* **WORK TO BE COMPLETED**: From the entries that follow, extract each line holding the string "body".

* **MATERIALS PROVIDED**:
============================================================

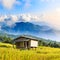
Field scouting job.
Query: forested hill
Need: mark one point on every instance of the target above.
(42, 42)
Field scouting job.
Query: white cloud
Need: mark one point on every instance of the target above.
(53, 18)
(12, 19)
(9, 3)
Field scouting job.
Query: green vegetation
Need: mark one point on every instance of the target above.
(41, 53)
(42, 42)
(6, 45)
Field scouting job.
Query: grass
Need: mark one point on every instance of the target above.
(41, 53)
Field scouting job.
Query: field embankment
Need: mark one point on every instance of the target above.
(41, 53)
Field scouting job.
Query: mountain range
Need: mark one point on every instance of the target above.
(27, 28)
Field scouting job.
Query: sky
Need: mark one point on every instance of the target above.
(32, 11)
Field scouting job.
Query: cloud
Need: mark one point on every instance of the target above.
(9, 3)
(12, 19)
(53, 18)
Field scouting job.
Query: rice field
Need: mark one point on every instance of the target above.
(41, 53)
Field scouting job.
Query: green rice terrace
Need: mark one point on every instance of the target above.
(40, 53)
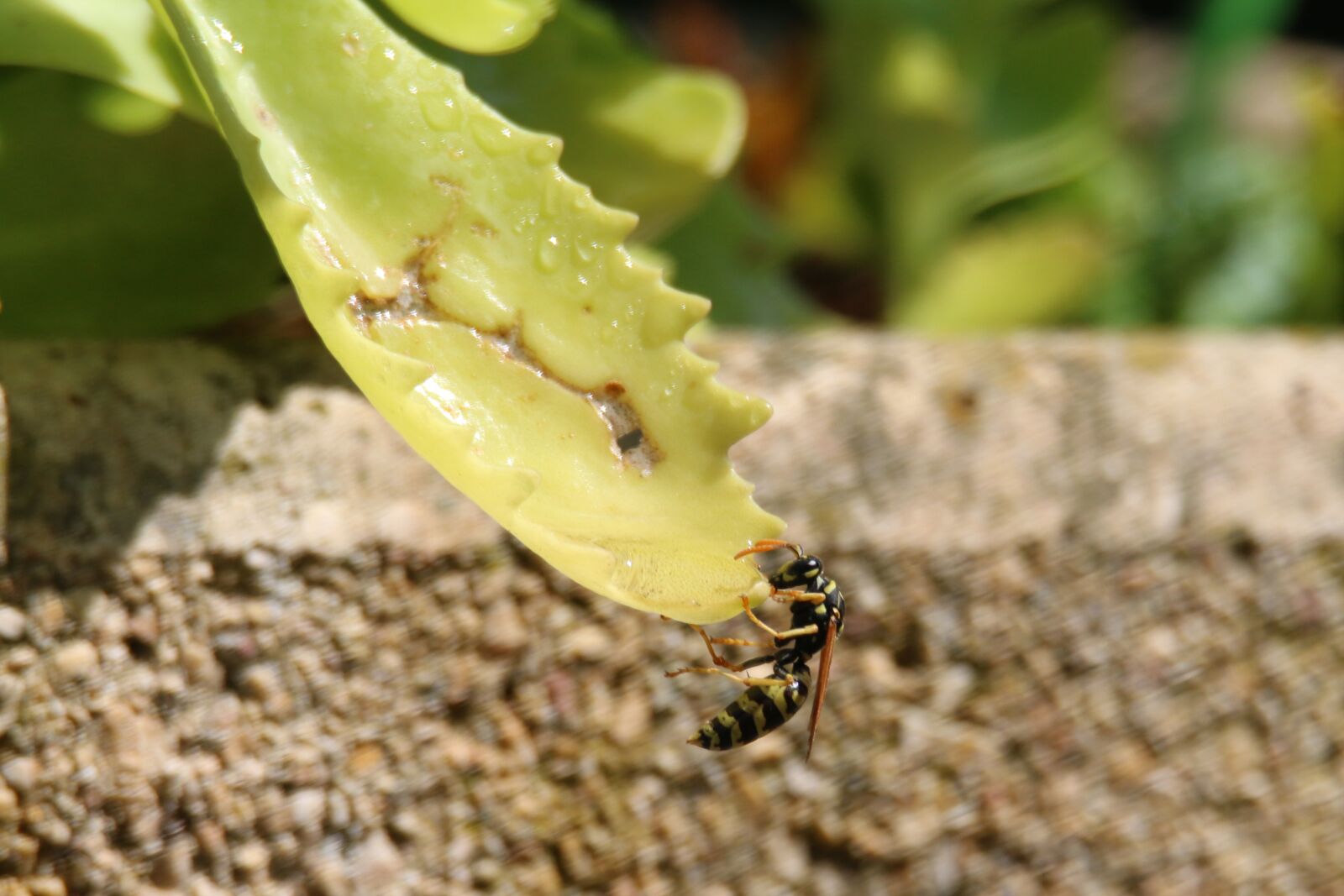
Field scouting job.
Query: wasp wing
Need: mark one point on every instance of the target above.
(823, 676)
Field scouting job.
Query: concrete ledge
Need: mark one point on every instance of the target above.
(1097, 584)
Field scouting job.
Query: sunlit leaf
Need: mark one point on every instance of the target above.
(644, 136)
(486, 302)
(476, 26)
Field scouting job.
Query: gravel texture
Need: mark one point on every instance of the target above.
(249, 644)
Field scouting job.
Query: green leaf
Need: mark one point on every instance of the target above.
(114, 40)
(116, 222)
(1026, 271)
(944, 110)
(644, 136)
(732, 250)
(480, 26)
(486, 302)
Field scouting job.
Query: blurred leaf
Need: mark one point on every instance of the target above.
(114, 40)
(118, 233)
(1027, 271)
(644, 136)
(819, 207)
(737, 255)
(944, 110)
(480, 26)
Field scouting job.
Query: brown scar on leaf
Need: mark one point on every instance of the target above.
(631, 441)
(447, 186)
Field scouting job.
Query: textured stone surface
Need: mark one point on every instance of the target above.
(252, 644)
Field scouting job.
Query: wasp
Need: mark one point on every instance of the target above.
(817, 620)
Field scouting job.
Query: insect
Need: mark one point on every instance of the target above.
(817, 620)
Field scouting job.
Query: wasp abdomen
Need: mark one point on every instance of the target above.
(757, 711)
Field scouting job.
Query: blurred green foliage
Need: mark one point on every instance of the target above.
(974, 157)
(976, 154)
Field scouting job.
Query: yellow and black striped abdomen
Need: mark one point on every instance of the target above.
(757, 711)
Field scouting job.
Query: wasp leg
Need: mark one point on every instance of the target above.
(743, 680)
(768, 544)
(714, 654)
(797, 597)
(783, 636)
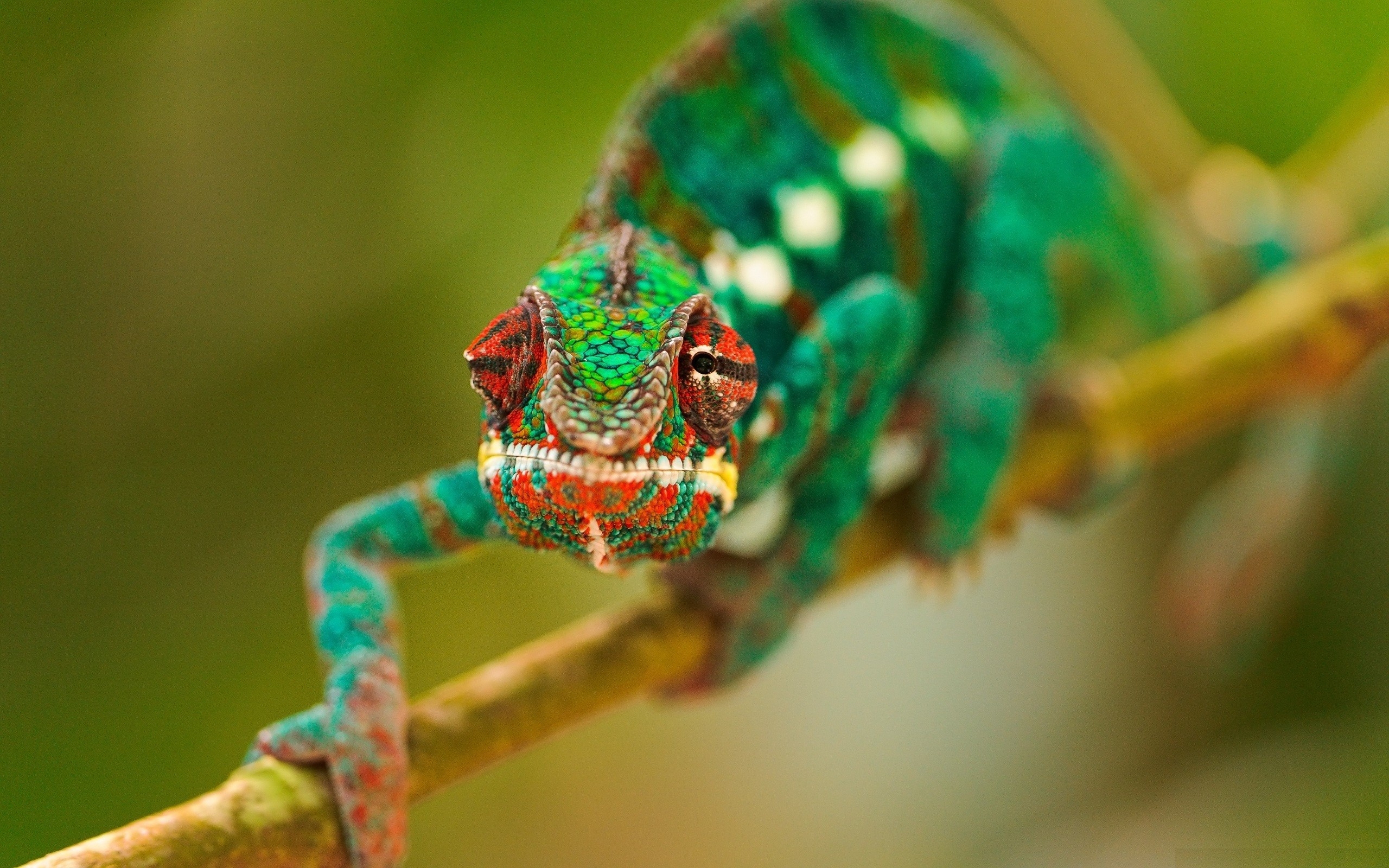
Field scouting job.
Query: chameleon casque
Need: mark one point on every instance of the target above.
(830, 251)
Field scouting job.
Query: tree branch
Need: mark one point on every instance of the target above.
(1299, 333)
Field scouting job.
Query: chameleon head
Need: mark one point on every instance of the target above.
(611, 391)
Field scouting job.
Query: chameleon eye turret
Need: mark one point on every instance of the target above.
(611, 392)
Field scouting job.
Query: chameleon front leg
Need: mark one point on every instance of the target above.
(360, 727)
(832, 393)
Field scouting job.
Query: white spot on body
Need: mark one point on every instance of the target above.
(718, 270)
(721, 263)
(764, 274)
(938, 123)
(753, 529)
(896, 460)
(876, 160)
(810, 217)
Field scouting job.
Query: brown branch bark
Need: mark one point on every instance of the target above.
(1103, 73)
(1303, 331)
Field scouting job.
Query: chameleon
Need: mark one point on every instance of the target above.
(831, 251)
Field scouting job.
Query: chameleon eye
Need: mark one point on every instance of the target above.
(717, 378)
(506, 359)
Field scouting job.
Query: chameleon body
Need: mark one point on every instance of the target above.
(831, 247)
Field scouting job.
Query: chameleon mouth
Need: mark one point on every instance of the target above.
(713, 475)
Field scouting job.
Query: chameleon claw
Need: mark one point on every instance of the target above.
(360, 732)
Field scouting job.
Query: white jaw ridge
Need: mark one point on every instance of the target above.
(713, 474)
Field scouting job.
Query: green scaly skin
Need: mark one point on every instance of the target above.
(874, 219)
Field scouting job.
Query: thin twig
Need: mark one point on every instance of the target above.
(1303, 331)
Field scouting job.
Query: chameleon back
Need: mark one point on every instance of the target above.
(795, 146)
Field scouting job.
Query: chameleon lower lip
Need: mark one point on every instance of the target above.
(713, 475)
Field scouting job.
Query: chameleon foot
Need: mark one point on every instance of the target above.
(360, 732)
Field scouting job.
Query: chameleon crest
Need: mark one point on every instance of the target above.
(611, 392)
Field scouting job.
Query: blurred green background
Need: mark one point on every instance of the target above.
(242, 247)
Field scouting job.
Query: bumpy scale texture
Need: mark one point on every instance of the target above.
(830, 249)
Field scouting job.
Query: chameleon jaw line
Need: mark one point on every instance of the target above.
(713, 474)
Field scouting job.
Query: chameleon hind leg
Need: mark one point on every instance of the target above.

============================================================

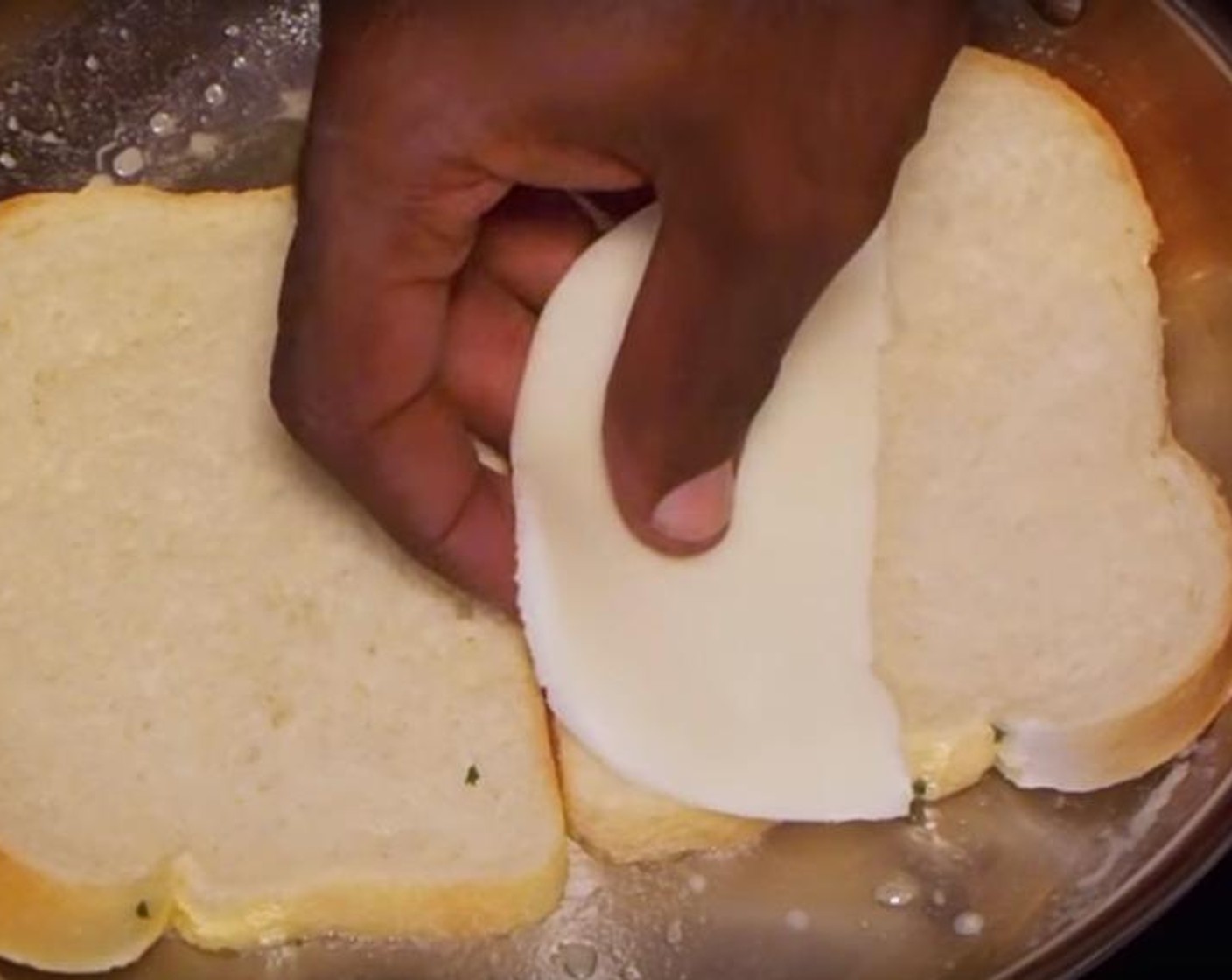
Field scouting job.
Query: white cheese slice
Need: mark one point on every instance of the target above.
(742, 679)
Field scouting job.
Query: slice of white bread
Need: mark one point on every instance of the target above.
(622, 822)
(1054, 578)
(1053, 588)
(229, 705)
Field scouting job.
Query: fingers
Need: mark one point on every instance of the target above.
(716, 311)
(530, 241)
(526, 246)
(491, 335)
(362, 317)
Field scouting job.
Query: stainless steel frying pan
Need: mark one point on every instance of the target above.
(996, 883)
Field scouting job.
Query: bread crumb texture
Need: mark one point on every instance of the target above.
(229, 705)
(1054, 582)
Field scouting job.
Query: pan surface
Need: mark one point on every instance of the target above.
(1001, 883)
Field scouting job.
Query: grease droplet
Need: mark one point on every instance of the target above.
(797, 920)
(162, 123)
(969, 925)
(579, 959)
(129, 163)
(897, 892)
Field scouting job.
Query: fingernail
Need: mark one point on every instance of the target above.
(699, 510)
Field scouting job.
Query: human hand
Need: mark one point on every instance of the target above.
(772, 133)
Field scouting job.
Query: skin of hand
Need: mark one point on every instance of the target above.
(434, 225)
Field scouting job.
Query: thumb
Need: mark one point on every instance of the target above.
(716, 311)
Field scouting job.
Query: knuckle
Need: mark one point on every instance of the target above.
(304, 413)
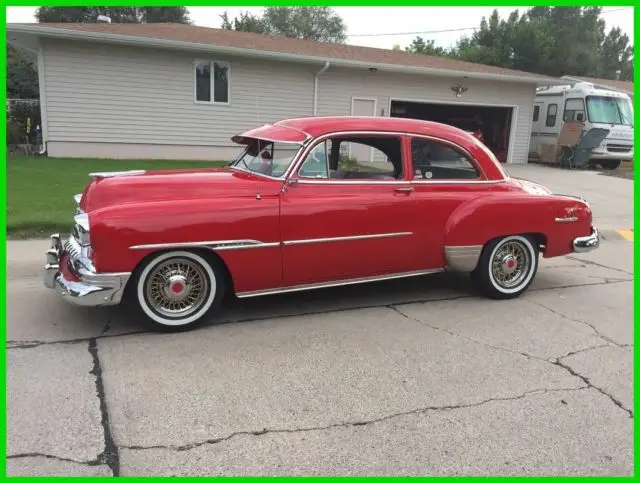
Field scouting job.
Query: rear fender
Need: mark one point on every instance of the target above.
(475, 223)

============================================================

* **RESULT FOR THIS EXERCISE**:
Query: white spot on body
Query: chameleon body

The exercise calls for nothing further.